All that is needed is each line of the entries holding the word "water", copied as it stands.

Given information Start Marker

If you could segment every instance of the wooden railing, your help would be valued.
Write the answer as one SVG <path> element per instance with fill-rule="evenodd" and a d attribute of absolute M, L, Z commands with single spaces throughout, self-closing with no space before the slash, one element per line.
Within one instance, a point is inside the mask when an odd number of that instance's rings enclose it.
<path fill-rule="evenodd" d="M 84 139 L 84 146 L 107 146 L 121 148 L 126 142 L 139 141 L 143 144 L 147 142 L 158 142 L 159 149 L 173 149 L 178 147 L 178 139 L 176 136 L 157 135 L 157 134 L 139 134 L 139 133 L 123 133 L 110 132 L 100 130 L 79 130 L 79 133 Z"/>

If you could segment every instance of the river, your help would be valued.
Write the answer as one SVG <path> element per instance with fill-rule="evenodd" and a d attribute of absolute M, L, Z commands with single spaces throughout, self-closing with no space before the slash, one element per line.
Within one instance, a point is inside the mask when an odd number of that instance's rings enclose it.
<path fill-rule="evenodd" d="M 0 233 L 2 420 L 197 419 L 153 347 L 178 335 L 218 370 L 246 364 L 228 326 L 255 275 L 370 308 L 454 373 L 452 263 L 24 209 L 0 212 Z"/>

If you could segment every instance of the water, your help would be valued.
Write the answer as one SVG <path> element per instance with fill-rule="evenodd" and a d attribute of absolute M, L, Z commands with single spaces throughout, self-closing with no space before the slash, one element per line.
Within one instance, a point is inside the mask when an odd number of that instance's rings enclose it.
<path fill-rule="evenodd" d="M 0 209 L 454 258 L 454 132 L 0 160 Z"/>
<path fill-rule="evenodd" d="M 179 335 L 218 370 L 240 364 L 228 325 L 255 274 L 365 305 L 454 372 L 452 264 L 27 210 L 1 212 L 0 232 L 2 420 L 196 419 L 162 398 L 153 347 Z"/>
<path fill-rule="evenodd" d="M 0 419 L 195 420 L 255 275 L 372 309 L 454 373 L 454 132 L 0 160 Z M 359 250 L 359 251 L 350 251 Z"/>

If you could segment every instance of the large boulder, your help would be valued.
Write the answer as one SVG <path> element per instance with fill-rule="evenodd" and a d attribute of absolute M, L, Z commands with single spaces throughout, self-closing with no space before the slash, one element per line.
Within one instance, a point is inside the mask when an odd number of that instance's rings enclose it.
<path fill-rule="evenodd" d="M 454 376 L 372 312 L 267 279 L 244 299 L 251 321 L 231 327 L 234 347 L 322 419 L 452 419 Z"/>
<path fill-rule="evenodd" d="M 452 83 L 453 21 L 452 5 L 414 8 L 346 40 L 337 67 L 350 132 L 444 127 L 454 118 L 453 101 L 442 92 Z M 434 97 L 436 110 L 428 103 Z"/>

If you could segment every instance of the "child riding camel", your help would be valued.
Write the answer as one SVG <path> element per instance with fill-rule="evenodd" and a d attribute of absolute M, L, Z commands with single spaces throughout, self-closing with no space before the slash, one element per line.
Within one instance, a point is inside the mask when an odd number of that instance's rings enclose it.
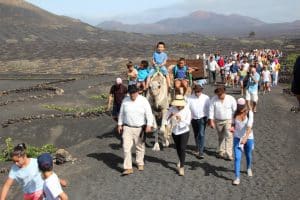
<path fill-rule="evenodd" d="M 148 66 L 148 61 L 142 60 L 140 66 L 137 68 L 137 87 L 140 88 L 140 91 L 145 90 L 146 88 L 146 80 L 149 74 Z"/>
<path fill-rule="evenodd" d="M 136 79 L 138 75 L 138 71 L 134 68 L 133 63 L 129 61 L 127 64 L 127 77 L 128 77 L 128 85 L 135 85 Z"/>
<path fill-rule="evenodd" d="M 165 47 L 166 47 L 166 45 L 164 42 L 158 42 L 156 45 L 156 51 L 153 53 L 153 56 L 152 56 L 153 67 L 150 69 L 146 88 L 148 88 L 150 78 L 155 74 L 155 72 L 157 70 L 156 68 L 158 68 L 159 71 L 161 71 L 161 73 L 166 77 L 168 88 L 171 87 L 169 73 L 166 68 L 168 55 L 164 52 Z"/>
<path fill-rule="evenodd" d="M 186 66 L 186 61 L 184 58 L 180 58 L 172 69 L 173 77 L 174 77 L 174 86 L 175 86 L 175 93 L 185 95 L 190 80 L 191 72 L 193 71 L 192 68 Z M 180 91 L 183 88 L 183 91 Z"/>

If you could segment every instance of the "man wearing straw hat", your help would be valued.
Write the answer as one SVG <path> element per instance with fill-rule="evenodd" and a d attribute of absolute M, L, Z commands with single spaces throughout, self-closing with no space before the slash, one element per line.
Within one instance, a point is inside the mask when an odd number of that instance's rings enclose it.
<path fill-rule="evenodd" d="M 172 137 L 179 158 L 178 173 L 180 176 L 184 176 L 185 149 L 189 140 L 191 111 L 186 106 L 186 101 L 182 95 L 176 95 L 171 102 L 167 121 L 171 124 Z"/>

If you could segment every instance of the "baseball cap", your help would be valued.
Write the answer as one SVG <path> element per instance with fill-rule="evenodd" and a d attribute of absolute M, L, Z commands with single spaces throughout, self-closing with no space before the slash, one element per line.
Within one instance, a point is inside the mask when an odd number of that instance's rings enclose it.
<path fill-rule="evenodd" d="M 41 171 L 51 171 L 53 168 L 53 158 L 50 153 L 43 153 L 38 158 L 38 166 Z"/>
<path fill-rule="evenodd" d="M 129 86 L 128 86 L 128 93 L 129 93 L 129 94 L 136 93 L 136 92 L 138 92 L 138 91 L 139 91 L 139 90 L 138 90 L 138 88 L 137 88 L 136 85 L 129 85 Z"/>
<path fill-rule="evenodd" d="M 245 105 L 246 104 L 246 100 L 244 99 L 244 98 L 239 98 L 238 100 L 237 100 L 237 104 L 238 105 Z"/>

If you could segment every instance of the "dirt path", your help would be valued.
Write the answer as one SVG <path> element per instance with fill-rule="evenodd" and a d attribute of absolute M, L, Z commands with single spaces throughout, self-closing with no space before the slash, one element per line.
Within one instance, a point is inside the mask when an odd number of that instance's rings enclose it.
<path fill-rule="evenodd" d="M 79 87 L 74 83 L 72 91 L 77 87 L 81 89 L 82 85 Z M 79 160 L 74 164 L 55 166 L 55 171 L 70 182 L 65 190 L 72 200 L 299 199 L 300 114 L 289 111 L 295 100 L 283 95 L 281 89 L 278 87 L 271 94 L 259 96 L 254 124 L 254 176 L 247 177 L 243 158 L 238 187 L 231 185 L 233 162 L 215 157 L 217 135 L 210 128 L 206 132 L 207 149 L 203 160 L 192 155 L 194 139 L 190 134 L 184 177 L 176 174 L 175 149 L 153 152 L 153 138 L 147 141 L 145 171 L 135 169 L 133 175 L 121 177 L 122 149 L 113 135 L 115 124 L 107 116 L 19 123 L 0 128 L 1 143 L 4 137 L 10 136 L 31 144 L 46 141 L 66 147 Z M 210 96 L 212 91 L 211 86 L 205 88 L 205 93 Z M 231 93 L 232 89 L 228 92 Z M 62 97 L 59 98 L 61 101 Z M 1 118 L 5 118 L 3 115 L 5 113 L 1 112 Z M 1 174 L 0 181 L 3 182 L 6 176 Z M 11 192 L 8 199 L 20 199 L 18 187 L 13 187 Z"/>

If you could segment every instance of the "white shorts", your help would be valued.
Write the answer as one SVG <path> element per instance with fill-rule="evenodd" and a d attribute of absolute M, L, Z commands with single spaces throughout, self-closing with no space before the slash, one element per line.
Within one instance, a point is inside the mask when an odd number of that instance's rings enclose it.
<path fill-rule="evenodd" d="M 231 80 L 235 80 L 235 79 L 236 79 L 236 76 L 237 76 L 237 73 L 232 73 L 232 74 L 230 74 Z"/>
<path fill-rule="evenodd" d="M 258 95 L 257 95 L 257 92 L 255 92 L 255 93 L 250 93 L 248 90 L 246 90 L 246 100 L 247 100 L 247 101 L 257 102 L 257 101 L 258 101 Z"/>

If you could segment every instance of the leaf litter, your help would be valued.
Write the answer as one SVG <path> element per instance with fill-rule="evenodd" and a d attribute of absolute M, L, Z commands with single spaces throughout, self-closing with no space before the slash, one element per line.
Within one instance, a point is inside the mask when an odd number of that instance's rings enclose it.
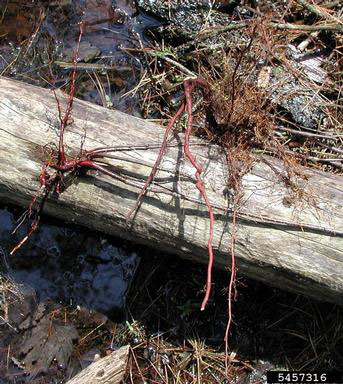
<path fill-rule="evenodd" d="M 79 338 L 72 324 L 58 324 L 44 317 L 34 328 L 27 331 L 27 337 L 20 349 L 25 355 L 23 363 L 30 377 L 47 373 L 50 364 L 57 361 L 65 367 L 73 351 L 74 341 Z"/>

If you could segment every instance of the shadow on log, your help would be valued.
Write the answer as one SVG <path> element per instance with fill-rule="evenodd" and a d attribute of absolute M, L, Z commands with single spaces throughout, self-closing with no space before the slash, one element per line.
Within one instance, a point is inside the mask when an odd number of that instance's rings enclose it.
<path fill-rule="evenodd" d="M 0 197 L 27 207 L 39 189 L 46 146 L 57 143 L 58 114 L 51 91 L 0 78 Z M 58 95 L 61 105 L 66 97 Z M 208 213 L 194 183 L 194 169 L 182 159 L 182 135 L 171 141 L 157 179 L 130 228 L 125 216 L 149 175 L 164 129 L 142 119 L 75 100 L 66 129 L 67 154 L 117 146 L 109 162 L 125 177 L 72 179 L 44 212 L 67 222 L 207 262 Z M 129 147 L 132 148 L 129 148 Z M 193 138 L 191 148 L 204 168 L 215 209 L 215 263 L 230 266 L 232 201 L 220 148 Z M 283 165 L 260 157 L 243 178 L 237 219 L 239 275 L 317 299 L 343 304 L 343 179 L 304 169 L 302 201 L 285 186 Z M 204 268 L 205 283 L 206 268 Z M 199 282 L 201 285 L 202 282 Z"/>

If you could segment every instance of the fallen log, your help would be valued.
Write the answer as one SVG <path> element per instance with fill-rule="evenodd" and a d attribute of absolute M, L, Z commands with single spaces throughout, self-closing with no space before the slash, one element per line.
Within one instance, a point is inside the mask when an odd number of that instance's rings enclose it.
<path fill-rule="evenodd" d="M 40 188 L 47 145 L 57 143 L 56 101 L 51 91 L 17 81 L 0 78 L 0 86 L 0 197 L 27 207 Z M 64 105 L 66 96 L 58 97 Z M 151 171 L 163 133 L 164 128 L 142 119 L 75 100 L 73 122 L 66 128 L 67 153 L 75 157 L 81 146 L 118 146 L 108 161 L 124 178 L 74 178 L 58 198 L 47 200 L 44 212 L 206 263 L 208 212 L 194 185 L 194 168 L 183 160 L 181 134 L 174 135 L 129 227 L 125 220 Z M 225 156 L 197 138 L 191 150 L 203 165 L 215 210 L 215 263 L 229 267 L 233 207 Z M 285 169 L 276 159 L 261 157 L 244 176 L 236 233 L 238 274 L 343 304 L 343 180 L 316 170 L 303 172 L 308 181 L 299 181 L 300 200 L 285 185 Z"/>
<path fill-rule="evenodd" d="M 119 384 L 124 380 L 129 346 L 103 357 L 67 381 L 66 384 Z"/>

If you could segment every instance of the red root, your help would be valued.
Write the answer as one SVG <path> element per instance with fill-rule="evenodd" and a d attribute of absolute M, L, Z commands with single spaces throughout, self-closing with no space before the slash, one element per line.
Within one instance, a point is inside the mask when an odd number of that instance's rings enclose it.
<path fill-rule="evenodd" d="M 207 267 L 207 283 L 206 283 L 206 292 L 205 297 L 203 299 L 203 302 L 201 304 L 201 310 L 203 311 L 207 305 L 208 299 L 210 297 L 211 293 L 211 285 L 212 285 L 212 267 L 213 267 L 213 248 L 212 248 L 212 242 L 213 242 L 213 232 L 214 232 L 214 214 L 213 214 L 213 207 L 208 199 L 206 189 L 204 186 L 204 183 L 201 179 L 201 173 L 202 173 L 202 167 L 199 163 L 197 163 L 195 157 L 192 155 L 190 149 L 189 149 L 189 138 L 192 132 L 192 126 L 193 126 L 193 115 L 192 115 L 192 92 L 196 85 L 200 85 L 204 88 L 205 91 L 207 91 L 207 83 L 205 80 L 201 78 L 197 78 L 194 80 L 186 80 L 184 82 L 184 88 L 185 88 L 185 96 L 186 96 L 186 109 L 188 112 L 188 124 L 187 124 L 187 130 L 185 134 L 185 143 L 184 143 L 184 153 L 186 158 L 192 163 L 193 167 L 196 169 L 195 172 L 195 178 L 196 178 L 196 184 L 195 186 L 198 188 L 201 196 L 203 197 L 205 204 L 208 209 L 208 214 L 210 217 L 210 237 L 208 239 L 208 267 Z"/>
<path fill-rule="evenodd" d="M 189 149 L 189 139 L 190 135 L 192 132 L 192 125 L 193 125 L 193 114 L 192 114 L 192 93 L 195 89 L 196 86 L 200 86 L 202 90 L 204 91 L 205 95 L 208 93 L 208 84 L 207 82 L 198 77 L 196 79 L 190 79 L 190 80 L 185 80 L 184 82 L 184 89 L 185 89 L 185 100 L 181 104 L 180 108 L 176 112 L 176 114 L 173 116 L 173 118 L 170 120 L 168 127 L 164 133 L 163 137 L 163 142 L 161 145 L 161 149 L 159 151 L 159 154 L 157 156 L 157 159 L 155 161 L 155 164 L 151 170 L 151 173 L 149 177 L 147 178 L 143 188 L 141 189 L 136 203 L 134 207 L 130 210 L 130 212 L 126 216 L 126 221 L 128 222 L 130 217 L 134 212 L 137 211 L 137 209 L 140 206 L 142 197 L 145 195 L 146 191 L 149 188 L 149 185 L 153 181 L 156 172 L 158 170 L 159 165 L 161 164 L 162 157 L 166 151 L 167 148 L 167 143 L 168 143 L 168 137 L 170 133 L 172 132 L 176 122 L 178 119 L 181 117 L 181 115 L 186 111 L 188 113 L 188 124 L 187 124 L 187 129 L 185 133 L 185 142 L 184 142 L 184 153 L 185 157 L 192 163 L 193 167 L 196 169 L 195 172 L 195 178 L 196 178 L 196 187 L 200 191 L 201 196 L 203 197 L 205 204 L 208 209 L 209 217 L 210 217 L 210 236 L 208 240 L 208 268 L 207 268 L 207 283 L 206 283 L 206 292 L 205 292 L 205 297 L 203 299 L 203 302 L 201 304 L 201 310 L 203 311 L 207 305 L 208 299 L 210 297 L 211 293 L 211 285 L 212 285 L 212 268 L 213 268 L 213 248 L 212 248 L 212 242 L 213 242 L 213 233 L 214 233 L 214 214 L 213 214 L 213 208 L 212 205 L 208 199 L 204 183 L 201 179 L 201 173 L 202 173 L 202 167 L 200 166 L 199 163 L 197 163 L 195 157 L 192 155 L 190 149 Z"/>
<path fill-rule="evenodd" d="M 56 102 L 57 102 L 57 107 L 58 107 L 58 113 L 61 121 L 61 126 L 60 126 L 60 137 L 59 137 L 59 145 L 58 145 L 58 163 L 60 165 L 64 165 L 66 162 L 66 156 L 64 152 L 64 129 L 68 125 L 68 122 L 71 118 L 71 112 L 73 109 L 73 102 L 74 102 L 74 96 L 75 96 L 75 82 L 76 82 L 76 73 L 77 73 L 77 62 L 78 62 L 78 53 L 80 51 L 80 44 L 81 44 L 81 38 L 83 35 L 83 23 L 80 23 L 80 33 L 79 33 L 79 38 L 77 41 L 77 46 L 76 46 L 76 51 L 73 57 L 73 71 L 71 74 L 71 82 L 70 82 L 70 91 L 69 91 L 69 97 L 68 97 L 68 104 L 67 104 L 67 109 L 63 115 L 61 114 L 61 108 L 60 108 L 60 103 L 58 98 L 56 97 Z"/>
<path fill-rule="evenodd" d="M 152 181 L 154 180 L 154 177 L 156 175 L 156 172 L 158 170 L 158 167 L 160 166 L 161 164 L 161 161 L 162 161 L 162 157 L 164 155 L 164 153 L 166 152 L 166 149 L 167 149 L 167 144 L 168 144 L 168 137 L 169 137 L 169 134 L 170 132 L 173 130 L 174 128 L 174 125 L 176 124 L 176 122 L 179 120 L 179 118 L 181 117 L 181 115 L 183 114 L 185 110 L 185 104 L 182 103 L 179 110 L 176 112 L 176 114 L 174 115 L 174 117 L 170 120 L 168 126 L 167 126 L 167 129 L 165 130 L 164 132 L 164 136 L 163 136 L 163 141 L 162 141 L 162 144 L 161 144 L 161 149 L 158 153 L 158 156 L 157 156 L 157 159 L 155 161 L 155 164 L 154 166 L 152 167 L 152 170 L 150 172 L 150 175 L 149 177 L 147 178 L 146 182 L 144 183 L 143 185 L 143 188 L 141 189 L 137 199 L 136 199 L 136 203 L 135 205 L 133 206 L 133 208 L 129 211 L 129 213 L 126 215 L 126 222 L 128 223 L 132 214 L 134 212 L 136 212 L 136 210 L 139 208 L 140 206 L 140 203 L 141 203 L 141 200 L 142 200 L 142 197 L 145 195 L 147 189 L 149 188 L 149 185 L 152 183 Z"/>

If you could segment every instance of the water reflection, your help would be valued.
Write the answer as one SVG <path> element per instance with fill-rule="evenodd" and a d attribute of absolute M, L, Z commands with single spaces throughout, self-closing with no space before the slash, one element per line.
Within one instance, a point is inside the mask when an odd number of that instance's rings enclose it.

Given information End Marker

**Reply to the exercise**
If you could segment every instance of the water, your help would be valued.
If you could segment every instance of the water reflection, your help would be valued.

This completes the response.